— START DOCUMENT EXCERPT —

SOME time ago, I applied for a job with an internet information service, run by one of the most prominent Bulgarian PR companies.

Afterwards I gave the manager my personal e-mail address to allow him to contact me. To my surprise, several months later and long after I had forgotten the interview, I received an unwanted spam e-mail informing me that his company had moved to a new office.

Then I remembered the manager bragging about the number of their readers and unprecedented internet expansion for a Bulgarian company.

Spam's ways are mysterious. Even the most respectful of companies feel tempted to use it and next time you sign a net petition to protest against the abuse of women's rights in Afghanistan, think twice before giving them your personal e-mail details; you might start getting spam ads for breast enhancement.

According to the technical definition, an electronic message is 'spam' if the following three things are true:

1. The recipient's personal identity and context are irrelevant because the message is equally applicable to many other potential recipients.

2. The recipient has not verifiably granted deliberate, explicit and still-revocable permission for it to be sent.

3. The transmission and reception of the message appears to the recipient to be of disproportionate benefit to the sender.

Spam usually advertises goods, services or companies. These are the most harmless kind, although the most persistent and annoying. Others promote sites with pornographic content, which come rarely but one of which in the morning is enough to make you feel sick till the end of the day.

The most dangerous spam is that of fraudsters like the infamous Nigerian 419 scam, named after the article in the Nigerian Penal Code that defines the offence. These, mainly claiming to be sent from Nigeria but sometimes from other African countries including Benin, are unsolicited emails telling you that the sender has suddenly received a lot of money and wants you help take it out of the country without paying tax.

The e-mail asks for your bank account details and says that you will receive a cut, worth millions of dollars, for providing them.

Once you hand over your details, the fraudster either starts extracting small sums of money from you till you have nothing left, or simply drains your bank account and again leaves you with nothing.

This has proved an extremely effective scheme, because it hooks only people who are greedy and ready to cross a line or two to get the money. Usually such people do not report the offence to the police.

For some years now the fraudsters have been trying to expand into Eastern Europe and, in particular, Bulgaria. They have been exposed in Western Europe and are looking for new markets. Unfortunately for them, Bulgarians had problems with similar pyramid selling schemes in the early 1990s, and so are less likely to fall for such nonsense.

E-mail spam lists are often created by scanning postings, stealing internet mailing lists, or searching the web for addresses. It costs users money, as when you read or receive spam your phone company do not stop charging you just because you do not want it. It also costs internet providers to transmit spam and these costs are passed on indirectly to subscribers.

— END DOCUMENT EXCERPT —

**EXERCISE BRIEF**
Retype the part of the spam article above starting with "Afterwards I gave" and going on through "a Bulgarian company.".

— START GIVEN DATA —

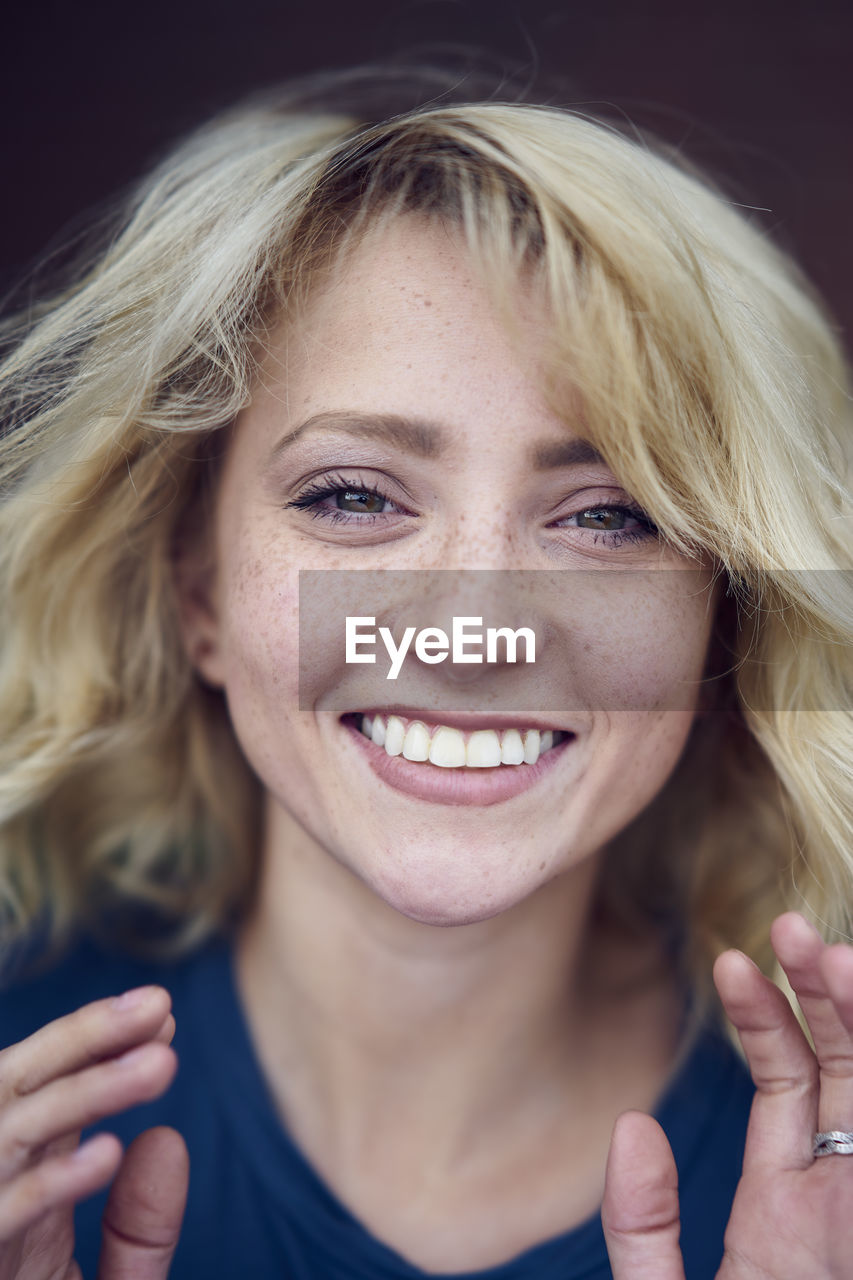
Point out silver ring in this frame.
[812,1129,853,1156]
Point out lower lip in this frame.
[341,721,575,805]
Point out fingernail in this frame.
[113,1044,149,1066]
[731,947,761,973]
[113,987,158,1009]
[70,1133,112,1165]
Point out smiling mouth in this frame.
[345,713,574,769]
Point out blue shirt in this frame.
[0,942,753,1280]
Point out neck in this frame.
[237,808,670,1169]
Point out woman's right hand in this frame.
[0,987,190,1280]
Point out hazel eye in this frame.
[334,489,387,516]
[575,507,631,532]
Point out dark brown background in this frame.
[0,0,853,347]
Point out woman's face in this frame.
[182,216,715,924]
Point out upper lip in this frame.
[346,703,571,732]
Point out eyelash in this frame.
[284,475,657,548]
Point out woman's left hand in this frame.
[602,913,853,1280]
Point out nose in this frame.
[392,570,543,685]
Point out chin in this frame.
[368,868,543,928]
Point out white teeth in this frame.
[429,724,465,769]
[361,716,566,769]
[386,716,406,755]
[501,728,524,764]
[465,728,501,769]
[399,721,429,760]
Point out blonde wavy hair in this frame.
[0,74,853,980]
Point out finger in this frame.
[97,1129,190,1280]
[0,987,172,1098]
[601,1111,684,1280]
[0,1133,122,1240]
[770,911,853,1132]
[713,951,818,1171]
[151,1014,175,1044]
[0,1043,178,1180]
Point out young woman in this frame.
[0,67,853,1280]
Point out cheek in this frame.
[212,556,306,781]
[555,571,712,716]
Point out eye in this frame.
[555,503,657,548]
[570,507,638,532]
[334,489,388,516]
[284,475,407,525]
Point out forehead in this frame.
[261,214,555,415]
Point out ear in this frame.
[172,535,225,689]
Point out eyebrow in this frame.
[269,411,605,471]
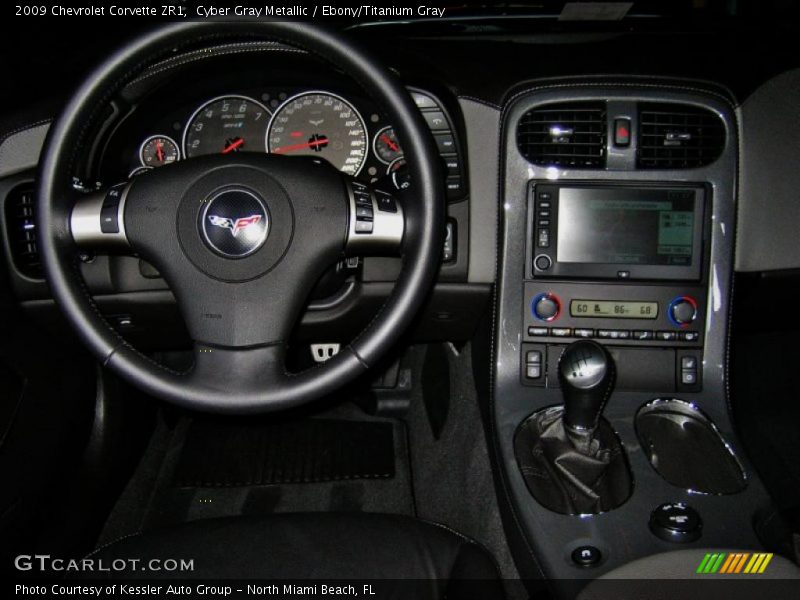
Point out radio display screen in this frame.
[557,187,695,266]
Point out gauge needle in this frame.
[272,138,328,154]
[381,133,400,152]
[222,138,244,154]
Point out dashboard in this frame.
[100,53,466,201]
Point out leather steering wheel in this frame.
[37,21,444,414]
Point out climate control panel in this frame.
[523,281,706,347]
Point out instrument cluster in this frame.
[122,89,464,199]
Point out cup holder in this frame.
[636,398,747,494]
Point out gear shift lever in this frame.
[558,340,616,454]
[514,340,633,515]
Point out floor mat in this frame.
[98,404,416,544]
[175,419,395,487]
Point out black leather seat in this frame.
[90,513,503,599]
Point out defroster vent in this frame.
[5,182,42,279]
[517,102,606,169]
[637,104,725,169]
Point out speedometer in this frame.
[267,92,367,176]
[183,96,271,158]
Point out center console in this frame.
[492,85,769,596]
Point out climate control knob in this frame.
[667,296,697,327]
[531,292,561,321]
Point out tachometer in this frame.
[267,92,367,175]
[139,135,181,167]
[183,96,271,158]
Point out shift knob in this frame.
[558,340,616,436]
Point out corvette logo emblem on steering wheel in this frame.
[208,215,261,237]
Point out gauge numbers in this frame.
[139,135,181,167]
[267,92,368,176]
[183,96,271,158]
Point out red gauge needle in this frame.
[222,138,244,154]
[272,138,328,154]
[381,133,400,152]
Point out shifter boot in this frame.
[514,406,632,515]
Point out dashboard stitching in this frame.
[131,42,307,83]
[0,119,53,147]
[503,81,736,115]
[458,95,503,109]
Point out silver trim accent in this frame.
[180,94,274,158]
[69,183,131,248]
[139,133,183,166]
[264,90,369,177]
[346,181,406,251]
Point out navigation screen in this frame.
[557,187,695,266]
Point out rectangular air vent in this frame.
[5,182,42,279]
[517,102,606,169]
[636,104,725,169]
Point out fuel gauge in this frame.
[139,135,181,167]
[372,127,403,165]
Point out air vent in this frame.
[637,104,725,169]
[517,102,606,169]
[5,182,42,279]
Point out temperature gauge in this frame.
[139,135,181,167]
[372,127,403,165]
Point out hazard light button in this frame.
[614,119,631,148]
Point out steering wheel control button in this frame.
[200,188,270,258]
[650,502,703,543]
[533,254,553,271]
[531,292,561,322]
[375,191,397,213]
[571,546,603,568]
[356,205,375,221]
[100,183,126,233]
[356,218,372,233]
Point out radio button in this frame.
[538,229,550,248]
[528,327,550,337]
[533,254,553,271]
[531,294,561,321]
[667,296,697,327]
[525,350,542,365]
[525,364,542,379]
[597,329,631,340]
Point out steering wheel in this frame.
[37,21,444,414]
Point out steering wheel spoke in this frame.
[186,342,288,397]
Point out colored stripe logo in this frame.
[696,552,772,575]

— END GIVEN DATA —

**EXERCISE OUTPUT**
Afterwards I gave the manager my personal e-mail address to allow him to contact me. To my surprise, several months later and long after I had forgotten the interview, I received an unwanted spam e-mail informing me that his company had moved to a new office.

Then I remembered the manager bragging about the number of their readers and unprecedented internet expansion for a Bulgarian company.